WHAT IS EXPECTED
Gather every line in the records below that contains the string "verge". Case counts, so a match must have the same capital and lowercase letters.

ENTRIES PROVIDED
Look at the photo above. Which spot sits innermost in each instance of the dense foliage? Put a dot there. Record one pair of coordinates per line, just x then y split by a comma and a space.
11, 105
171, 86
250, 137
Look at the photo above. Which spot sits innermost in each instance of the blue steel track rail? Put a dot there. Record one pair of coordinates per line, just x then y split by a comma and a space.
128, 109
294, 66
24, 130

==

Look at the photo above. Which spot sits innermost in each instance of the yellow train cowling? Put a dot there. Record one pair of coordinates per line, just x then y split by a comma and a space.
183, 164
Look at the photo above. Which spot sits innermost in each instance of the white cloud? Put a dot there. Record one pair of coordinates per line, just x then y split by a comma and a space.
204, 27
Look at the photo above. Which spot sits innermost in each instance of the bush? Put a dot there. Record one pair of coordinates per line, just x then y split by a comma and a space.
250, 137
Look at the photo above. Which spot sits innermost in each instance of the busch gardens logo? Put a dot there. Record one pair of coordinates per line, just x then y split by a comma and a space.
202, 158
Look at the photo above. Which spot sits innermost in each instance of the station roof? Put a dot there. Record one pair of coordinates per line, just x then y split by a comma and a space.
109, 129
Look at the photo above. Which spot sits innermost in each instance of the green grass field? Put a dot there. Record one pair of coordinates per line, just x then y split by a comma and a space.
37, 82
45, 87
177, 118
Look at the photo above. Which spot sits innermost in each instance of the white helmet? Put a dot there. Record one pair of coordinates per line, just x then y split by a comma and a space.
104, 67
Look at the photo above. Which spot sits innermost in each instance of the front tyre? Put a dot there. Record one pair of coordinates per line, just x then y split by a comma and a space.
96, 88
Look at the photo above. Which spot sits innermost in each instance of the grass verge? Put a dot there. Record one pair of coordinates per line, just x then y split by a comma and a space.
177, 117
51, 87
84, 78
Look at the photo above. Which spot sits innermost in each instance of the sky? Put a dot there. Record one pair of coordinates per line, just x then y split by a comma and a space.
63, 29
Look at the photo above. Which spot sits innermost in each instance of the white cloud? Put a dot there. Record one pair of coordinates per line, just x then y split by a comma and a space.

--

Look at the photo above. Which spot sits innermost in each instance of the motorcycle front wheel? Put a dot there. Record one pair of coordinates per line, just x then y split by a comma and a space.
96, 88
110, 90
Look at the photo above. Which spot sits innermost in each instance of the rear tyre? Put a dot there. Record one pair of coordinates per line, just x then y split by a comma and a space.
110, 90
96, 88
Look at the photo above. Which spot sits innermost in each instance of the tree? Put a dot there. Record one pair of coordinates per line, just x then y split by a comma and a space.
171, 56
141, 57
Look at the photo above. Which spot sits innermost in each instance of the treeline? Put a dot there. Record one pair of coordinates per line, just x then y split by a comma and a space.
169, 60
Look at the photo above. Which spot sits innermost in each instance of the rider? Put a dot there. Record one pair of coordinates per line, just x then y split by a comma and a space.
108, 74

FINAL RESULT
Look at the photo above. Which spot sits innermost in each instance of the grass verge? Put a dot there. Record one pair of coordinates per line, just x then y split by a comma and a space.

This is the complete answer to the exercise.